# Provided entries start
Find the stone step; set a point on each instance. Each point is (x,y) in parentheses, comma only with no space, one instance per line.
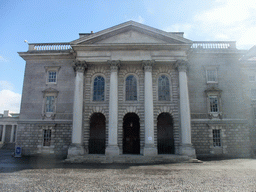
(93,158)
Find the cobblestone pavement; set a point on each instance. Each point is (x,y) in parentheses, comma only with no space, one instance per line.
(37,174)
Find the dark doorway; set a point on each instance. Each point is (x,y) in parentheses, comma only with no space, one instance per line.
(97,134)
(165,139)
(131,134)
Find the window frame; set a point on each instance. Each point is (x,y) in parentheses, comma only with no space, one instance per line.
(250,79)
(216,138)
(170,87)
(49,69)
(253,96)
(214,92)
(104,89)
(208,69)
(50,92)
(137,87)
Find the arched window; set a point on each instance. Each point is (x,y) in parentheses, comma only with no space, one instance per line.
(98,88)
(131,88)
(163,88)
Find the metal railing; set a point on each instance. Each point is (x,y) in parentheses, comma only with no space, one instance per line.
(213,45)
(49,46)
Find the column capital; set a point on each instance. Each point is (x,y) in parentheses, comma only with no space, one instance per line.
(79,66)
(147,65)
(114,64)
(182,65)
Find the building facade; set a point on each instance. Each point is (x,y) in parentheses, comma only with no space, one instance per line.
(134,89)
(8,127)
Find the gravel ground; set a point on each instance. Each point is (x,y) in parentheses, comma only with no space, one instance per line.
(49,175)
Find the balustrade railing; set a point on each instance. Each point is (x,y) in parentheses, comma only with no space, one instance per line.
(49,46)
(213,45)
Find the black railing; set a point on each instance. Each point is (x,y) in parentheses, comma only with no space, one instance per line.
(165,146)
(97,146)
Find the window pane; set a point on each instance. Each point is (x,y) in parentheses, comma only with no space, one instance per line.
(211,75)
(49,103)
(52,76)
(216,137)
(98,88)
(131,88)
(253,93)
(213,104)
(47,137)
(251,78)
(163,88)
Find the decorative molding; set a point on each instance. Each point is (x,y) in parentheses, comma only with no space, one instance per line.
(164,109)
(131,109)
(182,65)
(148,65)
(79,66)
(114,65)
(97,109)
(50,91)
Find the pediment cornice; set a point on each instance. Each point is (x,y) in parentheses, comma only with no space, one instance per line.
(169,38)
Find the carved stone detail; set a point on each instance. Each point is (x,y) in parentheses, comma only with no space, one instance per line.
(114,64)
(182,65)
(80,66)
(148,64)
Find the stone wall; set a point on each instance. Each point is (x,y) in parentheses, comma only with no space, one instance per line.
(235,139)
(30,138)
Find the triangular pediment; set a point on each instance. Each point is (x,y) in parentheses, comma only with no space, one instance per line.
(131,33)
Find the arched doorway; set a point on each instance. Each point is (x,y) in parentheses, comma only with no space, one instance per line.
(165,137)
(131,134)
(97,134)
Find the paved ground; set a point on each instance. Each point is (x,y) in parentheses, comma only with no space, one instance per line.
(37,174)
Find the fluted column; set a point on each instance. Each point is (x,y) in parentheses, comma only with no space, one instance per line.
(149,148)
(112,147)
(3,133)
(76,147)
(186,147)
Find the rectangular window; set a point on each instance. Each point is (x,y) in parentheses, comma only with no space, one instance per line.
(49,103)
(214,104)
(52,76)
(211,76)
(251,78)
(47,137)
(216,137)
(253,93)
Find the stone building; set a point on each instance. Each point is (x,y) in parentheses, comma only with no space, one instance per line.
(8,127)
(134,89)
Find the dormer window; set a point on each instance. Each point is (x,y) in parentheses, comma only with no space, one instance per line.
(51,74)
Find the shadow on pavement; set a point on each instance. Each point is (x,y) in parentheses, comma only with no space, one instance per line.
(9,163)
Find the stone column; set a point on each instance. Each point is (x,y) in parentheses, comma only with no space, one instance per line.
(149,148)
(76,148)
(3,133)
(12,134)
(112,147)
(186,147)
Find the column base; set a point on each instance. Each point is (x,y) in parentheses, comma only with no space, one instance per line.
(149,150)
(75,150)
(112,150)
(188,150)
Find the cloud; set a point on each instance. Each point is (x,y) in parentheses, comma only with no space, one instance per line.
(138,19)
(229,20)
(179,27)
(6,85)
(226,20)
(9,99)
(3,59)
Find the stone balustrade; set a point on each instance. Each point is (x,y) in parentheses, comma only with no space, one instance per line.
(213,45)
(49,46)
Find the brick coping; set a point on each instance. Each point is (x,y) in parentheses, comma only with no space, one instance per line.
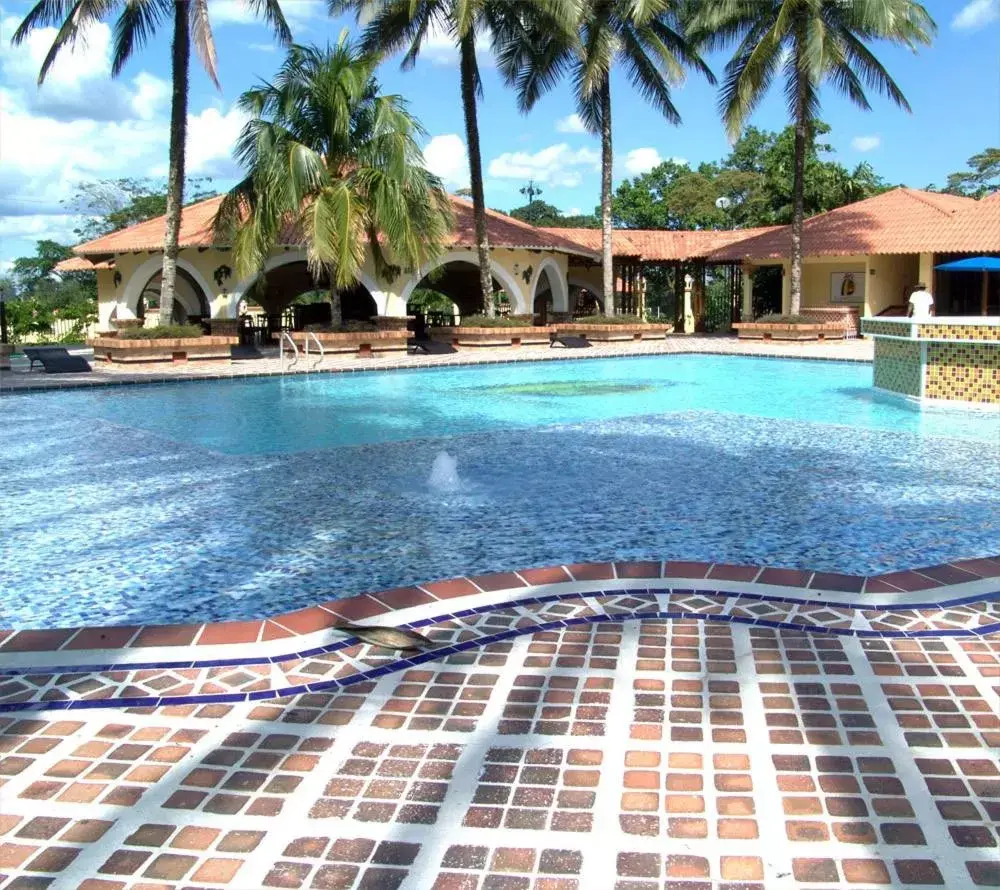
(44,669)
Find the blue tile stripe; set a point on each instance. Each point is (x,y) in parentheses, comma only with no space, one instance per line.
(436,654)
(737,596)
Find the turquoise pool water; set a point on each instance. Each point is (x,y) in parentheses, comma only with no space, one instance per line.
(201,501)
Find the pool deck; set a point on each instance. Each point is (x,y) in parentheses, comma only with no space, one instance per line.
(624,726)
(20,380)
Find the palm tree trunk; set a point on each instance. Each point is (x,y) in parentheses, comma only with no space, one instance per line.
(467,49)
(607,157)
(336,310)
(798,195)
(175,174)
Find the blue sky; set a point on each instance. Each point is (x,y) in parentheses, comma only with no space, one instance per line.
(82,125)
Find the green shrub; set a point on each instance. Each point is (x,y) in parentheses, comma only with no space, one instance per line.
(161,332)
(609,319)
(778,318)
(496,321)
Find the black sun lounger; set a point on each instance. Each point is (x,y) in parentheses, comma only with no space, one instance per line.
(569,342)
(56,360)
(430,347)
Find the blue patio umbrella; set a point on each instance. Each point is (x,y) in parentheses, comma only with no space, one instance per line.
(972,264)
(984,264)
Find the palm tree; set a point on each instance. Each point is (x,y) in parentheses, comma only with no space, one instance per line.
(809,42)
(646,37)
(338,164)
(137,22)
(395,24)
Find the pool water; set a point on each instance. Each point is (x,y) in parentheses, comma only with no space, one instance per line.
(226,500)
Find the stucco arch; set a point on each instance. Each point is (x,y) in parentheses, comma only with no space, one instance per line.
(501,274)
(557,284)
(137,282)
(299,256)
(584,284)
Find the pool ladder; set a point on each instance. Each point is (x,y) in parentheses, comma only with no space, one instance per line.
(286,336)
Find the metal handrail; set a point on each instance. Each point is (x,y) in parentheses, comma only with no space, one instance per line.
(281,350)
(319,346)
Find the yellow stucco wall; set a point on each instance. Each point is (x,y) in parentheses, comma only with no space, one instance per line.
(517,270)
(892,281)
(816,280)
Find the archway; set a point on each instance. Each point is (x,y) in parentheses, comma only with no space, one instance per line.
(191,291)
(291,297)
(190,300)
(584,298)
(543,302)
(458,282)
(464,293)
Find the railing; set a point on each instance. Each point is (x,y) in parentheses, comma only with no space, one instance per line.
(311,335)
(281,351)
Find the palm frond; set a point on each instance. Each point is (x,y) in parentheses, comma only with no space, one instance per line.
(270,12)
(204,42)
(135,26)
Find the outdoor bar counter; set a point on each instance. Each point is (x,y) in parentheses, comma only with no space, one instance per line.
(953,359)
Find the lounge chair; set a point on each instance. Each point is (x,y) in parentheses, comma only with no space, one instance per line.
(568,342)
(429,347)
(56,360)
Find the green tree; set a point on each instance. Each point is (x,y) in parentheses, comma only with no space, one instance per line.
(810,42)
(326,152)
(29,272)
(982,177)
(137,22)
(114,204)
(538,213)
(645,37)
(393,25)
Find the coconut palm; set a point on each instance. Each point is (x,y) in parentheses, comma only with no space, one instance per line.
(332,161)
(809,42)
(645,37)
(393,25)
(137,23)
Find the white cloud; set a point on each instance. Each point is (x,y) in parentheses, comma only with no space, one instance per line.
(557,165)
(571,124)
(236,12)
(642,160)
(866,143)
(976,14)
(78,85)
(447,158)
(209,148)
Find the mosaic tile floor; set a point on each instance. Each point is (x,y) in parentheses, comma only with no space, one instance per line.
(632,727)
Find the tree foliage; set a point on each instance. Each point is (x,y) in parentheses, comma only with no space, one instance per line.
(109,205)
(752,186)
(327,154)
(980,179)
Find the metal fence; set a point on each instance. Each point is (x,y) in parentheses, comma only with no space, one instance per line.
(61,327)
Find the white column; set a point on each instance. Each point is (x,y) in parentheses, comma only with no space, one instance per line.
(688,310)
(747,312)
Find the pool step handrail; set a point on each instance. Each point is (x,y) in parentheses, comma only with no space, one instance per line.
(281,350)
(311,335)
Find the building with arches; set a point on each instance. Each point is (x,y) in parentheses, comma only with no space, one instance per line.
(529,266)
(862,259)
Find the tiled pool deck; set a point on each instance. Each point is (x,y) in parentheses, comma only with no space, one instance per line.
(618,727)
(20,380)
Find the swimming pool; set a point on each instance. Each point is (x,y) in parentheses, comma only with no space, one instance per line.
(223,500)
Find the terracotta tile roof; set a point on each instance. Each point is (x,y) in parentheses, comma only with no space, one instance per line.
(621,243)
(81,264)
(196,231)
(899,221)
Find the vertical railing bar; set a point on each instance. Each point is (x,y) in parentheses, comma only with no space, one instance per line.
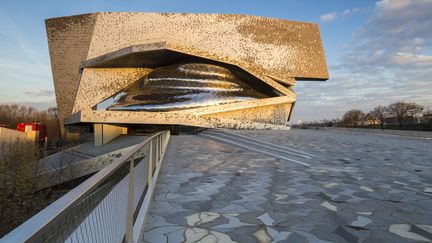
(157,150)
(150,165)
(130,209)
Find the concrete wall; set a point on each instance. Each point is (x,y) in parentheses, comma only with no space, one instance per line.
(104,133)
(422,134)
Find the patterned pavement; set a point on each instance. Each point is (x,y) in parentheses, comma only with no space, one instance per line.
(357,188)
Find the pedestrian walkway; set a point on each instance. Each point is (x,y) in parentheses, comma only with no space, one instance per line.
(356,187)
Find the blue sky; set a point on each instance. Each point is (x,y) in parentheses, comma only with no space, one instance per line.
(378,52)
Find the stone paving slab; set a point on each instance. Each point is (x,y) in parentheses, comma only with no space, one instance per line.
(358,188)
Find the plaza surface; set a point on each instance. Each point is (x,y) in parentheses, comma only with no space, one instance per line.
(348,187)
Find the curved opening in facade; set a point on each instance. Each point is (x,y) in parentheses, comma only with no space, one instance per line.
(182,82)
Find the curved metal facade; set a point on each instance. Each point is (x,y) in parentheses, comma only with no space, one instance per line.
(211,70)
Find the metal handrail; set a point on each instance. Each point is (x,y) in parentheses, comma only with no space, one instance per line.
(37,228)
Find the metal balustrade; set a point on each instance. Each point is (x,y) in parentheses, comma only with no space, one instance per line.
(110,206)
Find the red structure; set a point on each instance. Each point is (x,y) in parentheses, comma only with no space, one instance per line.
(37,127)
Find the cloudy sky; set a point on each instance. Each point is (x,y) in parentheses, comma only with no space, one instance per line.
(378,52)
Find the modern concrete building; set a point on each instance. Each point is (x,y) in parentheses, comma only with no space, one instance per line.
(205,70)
# Provided entries end
* Task:
Return the line that contains "Find the curved metal" along with every line after it through the end of the entries, exactly, adding nothing.

* Result below:
Find the curved metal facade; set a point on each instance. Each point is (x,y) in parentheses, comma only with no space, one instance per line.
(211,70)
Find the metal handrail; set a point on each instance. Each point is (x,y) in parentheses, comma only with no space, one instance per line.
(37,228)
Find the metal balustrade; set a point on each instance. Each point is (x,y) in parentheses, comma only with no space, one instance per line.
(110,206)
Find the red structure; set a point on each instance. Each point is (x,y) in parentheses, comma only with no space, one instance per line.
(37,127)
Find the cloudy sky; set a point on each instance. Each point is (x,y) in parentheses, comma only with no space, one instance per line.
(378,52)
Find the modern concrete building; set a point on each instance. Each point is (x,y) in parentheses, comma only with no space, one instance per line.
(205,70)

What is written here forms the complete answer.